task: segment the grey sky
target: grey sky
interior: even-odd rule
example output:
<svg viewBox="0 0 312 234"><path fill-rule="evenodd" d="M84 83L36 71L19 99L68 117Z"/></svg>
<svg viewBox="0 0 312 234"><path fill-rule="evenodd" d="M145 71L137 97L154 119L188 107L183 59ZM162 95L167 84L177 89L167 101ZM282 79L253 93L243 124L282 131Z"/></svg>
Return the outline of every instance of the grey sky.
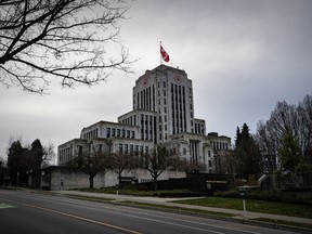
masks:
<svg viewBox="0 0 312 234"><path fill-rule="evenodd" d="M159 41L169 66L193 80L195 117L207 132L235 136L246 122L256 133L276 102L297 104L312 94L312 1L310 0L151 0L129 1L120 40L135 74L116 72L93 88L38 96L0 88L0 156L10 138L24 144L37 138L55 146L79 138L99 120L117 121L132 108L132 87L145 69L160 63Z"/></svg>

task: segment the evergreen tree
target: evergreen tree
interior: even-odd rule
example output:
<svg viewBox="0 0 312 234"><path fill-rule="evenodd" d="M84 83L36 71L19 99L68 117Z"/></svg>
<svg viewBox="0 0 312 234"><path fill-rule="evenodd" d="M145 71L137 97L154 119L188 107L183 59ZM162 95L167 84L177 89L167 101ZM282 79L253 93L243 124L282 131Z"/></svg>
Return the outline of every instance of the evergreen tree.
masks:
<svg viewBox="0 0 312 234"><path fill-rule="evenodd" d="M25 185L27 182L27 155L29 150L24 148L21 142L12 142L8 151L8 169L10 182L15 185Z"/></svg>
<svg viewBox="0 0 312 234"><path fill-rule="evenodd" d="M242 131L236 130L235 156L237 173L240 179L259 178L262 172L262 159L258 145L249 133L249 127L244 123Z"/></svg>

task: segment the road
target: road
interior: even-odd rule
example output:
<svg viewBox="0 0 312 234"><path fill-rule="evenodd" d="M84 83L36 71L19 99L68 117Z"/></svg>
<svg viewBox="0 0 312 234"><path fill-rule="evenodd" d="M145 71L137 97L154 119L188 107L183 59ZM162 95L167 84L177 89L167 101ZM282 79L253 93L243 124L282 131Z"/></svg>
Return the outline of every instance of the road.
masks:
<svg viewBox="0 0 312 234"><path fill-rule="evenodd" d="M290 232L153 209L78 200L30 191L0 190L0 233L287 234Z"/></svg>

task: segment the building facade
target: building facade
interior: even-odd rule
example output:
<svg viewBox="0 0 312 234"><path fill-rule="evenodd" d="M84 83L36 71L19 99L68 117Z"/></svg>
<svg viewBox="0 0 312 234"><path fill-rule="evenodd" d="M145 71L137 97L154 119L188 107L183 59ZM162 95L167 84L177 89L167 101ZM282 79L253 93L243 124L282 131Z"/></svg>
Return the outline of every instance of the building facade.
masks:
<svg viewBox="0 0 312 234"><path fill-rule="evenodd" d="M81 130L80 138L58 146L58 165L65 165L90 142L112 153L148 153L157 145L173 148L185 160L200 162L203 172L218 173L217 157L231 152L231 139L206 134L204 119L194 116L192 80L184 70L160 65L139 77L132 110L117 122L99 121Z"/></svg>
++++++
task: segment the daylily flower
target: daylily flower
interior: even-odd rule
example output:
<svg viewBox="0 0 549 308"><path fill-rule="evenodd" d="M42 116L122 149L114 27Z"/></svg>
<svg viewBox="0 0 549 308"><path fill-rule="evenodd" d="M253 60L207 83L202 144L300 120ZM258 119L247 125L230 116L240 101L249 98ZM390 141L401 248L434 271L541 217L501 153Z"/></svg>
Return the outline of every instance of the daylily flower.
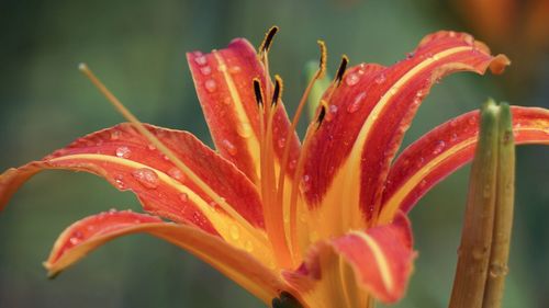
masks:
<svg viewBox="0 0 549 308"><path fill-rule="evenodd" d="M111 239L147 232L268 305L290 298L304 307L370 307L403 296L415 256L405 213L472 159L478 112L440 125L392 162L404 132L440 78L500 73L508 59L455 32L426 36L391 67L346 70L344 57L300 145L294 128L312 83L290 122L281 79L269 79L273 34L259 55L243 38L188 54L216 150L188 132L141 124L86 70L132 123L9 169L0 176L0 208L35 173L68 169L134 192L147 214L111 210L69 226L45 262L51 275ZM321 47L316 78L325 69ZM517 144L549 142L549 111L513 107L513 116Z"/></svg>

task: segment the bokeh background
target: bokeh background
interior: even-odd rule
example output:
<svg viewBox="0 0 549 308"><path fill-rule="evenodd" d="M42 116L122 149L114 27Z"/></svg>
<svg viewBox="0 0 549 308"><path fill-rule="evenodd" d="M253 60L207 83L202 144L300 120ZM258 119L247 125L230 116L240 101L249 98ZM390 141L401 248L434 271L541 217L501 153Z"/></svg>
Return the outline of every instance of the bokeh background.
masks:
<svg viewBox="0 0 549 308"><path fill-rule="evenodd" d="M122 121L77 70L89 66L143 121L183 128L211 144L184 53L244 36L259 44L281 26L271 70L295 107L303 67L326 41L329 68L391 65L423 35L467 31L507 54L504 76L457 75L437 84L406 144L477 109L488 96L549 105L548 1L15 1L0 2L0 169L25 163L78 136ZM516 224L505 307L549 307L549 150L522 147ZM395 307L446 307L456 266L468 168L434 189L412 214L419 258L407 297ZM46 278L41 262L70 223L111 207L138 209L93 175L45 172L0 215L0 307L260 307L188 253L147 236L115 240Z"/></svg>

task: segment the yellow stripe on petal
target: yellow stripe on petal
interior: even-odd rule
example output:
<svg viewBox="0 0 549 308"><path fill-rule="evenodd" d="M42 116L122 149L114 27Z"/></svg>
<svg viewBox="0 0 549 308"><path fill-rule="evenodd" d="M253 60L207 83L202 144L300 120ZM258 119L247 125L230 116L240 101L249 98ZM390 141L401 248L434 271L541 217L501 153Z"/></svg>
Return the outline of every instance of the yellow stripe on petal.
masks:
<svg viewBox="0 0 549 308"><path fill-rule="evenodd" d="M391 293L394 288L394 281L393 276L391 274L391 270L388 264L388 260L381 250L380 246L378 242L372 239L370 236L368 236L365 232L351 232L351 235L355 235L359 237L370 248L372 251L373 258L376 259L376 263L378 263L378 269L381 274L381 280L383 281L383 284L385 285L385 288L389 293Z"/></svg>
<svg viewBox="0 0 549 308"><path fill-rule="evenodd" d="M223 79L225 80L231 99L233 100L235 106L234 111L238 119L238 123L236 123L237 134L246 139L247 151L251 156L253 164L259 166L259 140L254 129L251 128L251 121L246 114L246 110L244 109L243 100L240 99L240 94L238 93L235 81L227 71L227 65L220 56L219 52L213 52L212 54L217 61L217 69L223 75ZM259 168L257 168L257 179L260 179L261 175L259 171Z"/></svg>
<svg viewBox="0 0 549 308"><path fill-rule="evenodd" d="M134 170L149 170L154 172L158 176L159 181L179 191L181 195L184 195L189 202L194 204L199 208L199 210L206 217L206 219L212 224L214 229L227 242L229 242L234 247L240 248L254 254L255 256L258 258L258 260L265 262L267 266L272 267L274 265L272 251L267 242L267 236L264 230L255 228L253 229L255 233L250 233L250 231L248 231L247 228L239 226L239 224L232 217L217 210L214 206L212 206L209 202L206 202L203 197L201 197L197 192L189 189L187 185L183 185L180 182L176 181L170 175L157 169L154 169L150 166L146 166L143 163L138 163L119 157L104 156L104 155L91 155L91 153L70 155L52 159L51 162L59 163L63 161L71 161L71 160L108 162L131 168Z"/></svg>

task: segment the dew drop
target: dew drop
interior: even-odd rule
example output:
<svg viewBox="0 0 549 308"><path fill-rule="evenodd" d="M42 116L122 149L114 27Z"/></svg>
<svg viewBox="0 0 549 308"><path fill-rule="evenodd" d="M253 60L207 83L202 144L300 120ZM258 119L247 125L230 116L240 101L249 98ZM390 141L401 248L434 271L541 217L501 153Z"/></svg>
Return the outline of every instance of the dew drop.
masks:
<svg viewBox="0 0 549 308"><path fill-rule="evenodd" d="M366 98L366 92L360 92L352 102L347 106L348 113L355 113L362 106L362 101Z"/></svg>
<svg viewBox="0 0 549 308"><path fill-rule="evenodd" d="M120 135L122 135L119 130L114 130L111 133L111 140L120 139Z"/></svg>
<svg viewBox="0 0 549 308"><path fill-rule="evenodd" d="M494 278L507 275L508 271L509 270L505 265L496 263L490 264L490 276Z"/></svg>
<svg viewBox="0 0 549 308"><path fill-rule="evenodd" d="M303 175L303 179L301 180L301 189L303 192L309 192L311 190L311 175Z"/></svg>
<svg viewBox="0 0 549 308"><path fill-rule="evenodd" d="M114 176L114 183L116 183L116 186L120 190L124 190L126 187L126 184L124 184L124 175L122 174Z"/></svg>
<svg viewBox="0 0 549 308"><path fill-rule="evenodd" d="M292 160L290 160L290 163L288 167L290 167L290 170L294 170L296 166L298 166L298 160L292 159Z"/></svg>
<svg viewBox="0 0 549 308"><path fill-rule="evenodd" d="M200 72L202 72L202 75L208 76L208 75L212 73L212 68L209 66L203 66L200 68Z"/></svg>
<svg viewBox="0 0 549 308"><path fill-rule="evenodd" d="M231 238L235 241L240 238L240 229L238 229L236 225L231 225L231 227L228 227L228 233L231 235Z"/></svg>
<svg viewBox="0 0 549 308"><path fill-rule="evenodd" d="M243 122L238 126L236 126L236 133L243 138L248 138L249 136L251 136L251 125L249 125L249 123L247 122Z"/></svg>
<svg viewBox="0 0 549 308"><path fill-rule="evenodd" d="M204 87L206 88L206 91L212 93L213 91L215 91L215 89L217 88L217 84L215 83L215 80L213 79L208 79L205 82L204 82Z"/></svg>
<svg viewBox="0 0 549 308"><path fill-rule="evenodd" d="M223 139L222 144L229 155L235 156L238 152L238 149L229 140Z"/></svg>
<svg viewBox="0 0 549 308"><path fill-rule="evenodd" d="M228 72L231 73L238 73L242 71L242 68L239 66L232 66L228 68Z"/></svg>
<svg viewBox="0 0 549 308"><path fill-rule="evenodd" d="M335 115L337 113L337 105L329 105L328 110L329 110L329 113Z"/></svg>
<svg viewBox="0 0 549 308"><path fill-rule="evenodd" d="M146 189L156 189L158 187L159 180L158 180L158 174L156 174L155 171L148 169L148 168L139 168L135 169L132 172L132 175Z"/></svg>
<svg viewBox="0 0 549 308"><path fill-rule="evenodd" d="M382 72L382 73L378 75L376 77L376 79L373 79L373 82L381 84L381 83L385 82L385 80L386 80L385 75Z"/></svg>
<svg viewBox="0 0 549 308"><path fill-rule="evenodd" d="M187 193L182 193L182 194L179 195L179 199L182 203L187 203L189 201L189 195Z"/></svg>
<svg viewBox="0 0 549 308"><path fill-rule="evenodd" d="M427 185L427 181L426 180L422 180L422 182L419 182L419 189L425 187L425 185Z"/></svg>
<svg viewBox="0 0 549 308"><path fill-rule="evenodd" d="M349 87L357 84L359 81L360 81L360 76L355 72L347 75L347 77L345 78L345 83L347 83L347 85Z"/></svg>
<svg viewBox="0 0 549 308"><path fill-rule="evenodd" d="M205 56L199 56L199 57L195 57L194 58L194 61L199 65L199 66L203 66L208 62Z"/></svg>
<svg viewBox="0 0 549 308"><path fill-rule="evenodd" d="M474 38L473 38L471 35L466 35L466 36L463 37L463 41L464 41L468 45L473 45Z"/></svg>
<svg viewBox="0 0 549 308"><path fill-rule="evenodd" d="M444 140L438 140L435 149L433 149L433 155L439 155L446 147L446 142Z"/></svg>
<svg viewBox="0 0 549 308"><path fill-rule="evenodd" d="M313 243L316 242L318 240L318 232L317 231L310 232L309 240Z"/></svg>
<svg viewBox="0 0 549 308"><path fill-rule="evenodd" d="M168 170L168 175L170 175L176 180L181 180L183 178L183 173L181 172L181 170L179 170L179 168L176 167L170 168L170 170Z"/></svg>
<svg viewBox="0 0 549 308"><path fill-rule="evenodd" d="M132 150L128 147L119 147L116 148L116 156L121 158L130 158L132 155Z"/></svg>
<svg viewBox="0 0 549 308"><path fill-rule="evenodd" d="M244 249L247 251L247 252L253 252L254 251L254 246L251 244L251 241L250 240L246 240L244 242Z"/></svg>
++++++
> [GOAL OF THE EXERCISE]
Starting at the line that contains "task: segment the evergreen tree" and ending after the line that contains "232L153 209L78 200L30", rewrite that stretch of the records above as a JSON list of strings with one string per line, leaving out blank lines.

> [THE SOLUTION]
[
  "task: segment the evergreen tree",
  "target: evergreen tree",
  "interior: even-odd rule",
  "example output:",
  "<svg viewBox=\"0 0 312 234\"><path fill-rule=\"evenodd\" d=\"M84 83L36 71L19 99L68 117Z\"/></svg>",
  "<svg viewBox=\"0 0 312 234\"><path fill-rule=\"evenodd\" d=\"M145 71L137 97L154 119L188 107L183 59ZM162 95L167 84L177 89L167 101ZM282 79L253 93L243 124L282 131Z\"/></svg>",
  "Return the outline of every instance of the evergreen tree.",
  "masks:",
  "<svg viewBox=\"0 0 312 234\"><path fill-rule=\"evenodd\" d=\"M25 185L27 182L27 155L29 150L24 148L21 142L12 142L8 151L8 169L10 182L15 185Z\"/></svg>",
  "<svg viewBox=\"0 0 312 234\"><path fill-rule=\"evenodd\" d=\"M242 131L236 130L235 156L237 173L240 179L259 178L262 172L262 159L258 145L249 133L249 127L244 123Z\"/></svg>",
  "task: segment the road",
  "target: road",
  "interior: even-odd rule",
  "example output:",
  "<svg viewBox=\"0 0 312 234\"><path fill-rule=\"evenodd\" d=\"M84 83L36 71L19 99L68 117Z\"/></svg>",
  "<svg viewBox=\"0 0 312 234\"><path fill-rule=\"evenodd\" d=\"M145 71L137 97L154 119L188 107L183 59ZM162 95L167 84L177 89L167 101ZM282 79L253 93L243 124L282 131Z\"/></svg>",
  "Return the outline of every instance of the road.",
  "masks:",
  "<svg viewBox=\"0 0 312 234\"><path fill-rule=\"evenodd\" d=\"M290 232L153 209L78 200L30 191L0 190L0 233L287 234Z\"/></svg>"
]